▶ **Aim A**
Rewrite the part of the Big Wave project passage starting with "Sounds good, except" and going on through "for Coastal Protection.", putting "the Surfrider Foundation" in place of "Surfrider".
▶ **Aim B**
Carry on the piece about the Big Wave development from the point where it ends.
--- START OF Text provided ---
Scott Holmes, past City of Pacifica Engineer is viewed by some as helping save our city from development. Now he finds himself on the other side of that issue as Project Engineer for the "Big Waive" development. Having fun yet, Scott?
The Big Wave Group. This is the organizational foundation in El Granada that hopes to provide housing and organic farming employment for adult developmentally disabled individuals, in an environment in which "... adult individuals with developmental disabilities could reach their full potential". The project would also include commercial space for local businesses.
Sounds good, except in the spirit of "no good deed goes unpunished" the competing organization that would Stop Big Wave includes those who would "save the coast" by developing almost nothing. Champions all, these include: Loma Prieta Chapter of the Sierra Club, the Committee for Green Foothills, Surfrider, San Mateo County League for Coastal Protection.
The Big Wave mixed-use village/farming project was approved by the San Mateo County Board of Supervisors, but the opposition has allied against the project with other vested-interest local organizations, namely Pillar Ridge Homeowners Association (225 manufactured, mobile home affordable housing community), Montara Water and Sanitary District, Granada Sanitary District, and the California Pilots Association. It appears that the water districts would need to improve their sewer plants, and the Pilots Association might be concerned about the land location next to the Half Moon Bay airport. The environmental organizations are concerned about the usual: frogs, marsh, tsunami and earthquake potential. For related articles see "Big Wave = Big Pave" on the Stop Big Wave website (link above) and Coastsider, 4/19/11.
--- END OF Text provided ---
--- START OF Raw data ---
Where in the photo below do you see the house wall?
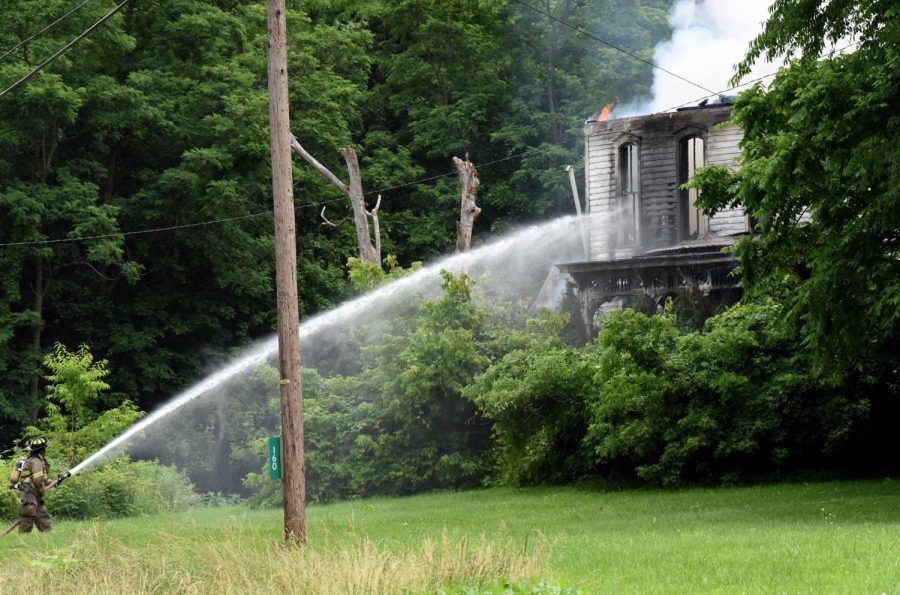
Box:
--- END OF Raw data ---
▶ **Exercise response A**
Sounds good, except in the spirit of "no good deed goes unpunished" the competing organization that would Stop Big Wave includes those who would "save the coast" by developing almost nothing. Champions all, these include: Loma Prieta Chapter of the Sierra Club, the Committee for Green Foothills, the Surfrider Foundation, San Mateo County League for Coastal Protection.

▶ **Exercise response B**
News update from The Half Moon Bay Review, 8/11/11. "The proposed Midcoast development known as the Big Wave Project is in a sort of project planning limbo. Local groups in opposition to San Mateo County's decision to greenlight the project have blocked the process on two fronts: by appealing to the California Coastal Commission and through a joint lawsuit against the county. " The lawsuit hearing is set for November, the Coastal Commission is currently reviewing the appeal. The cost to develop "has already cost the project backers more than $1 million". Read the full article.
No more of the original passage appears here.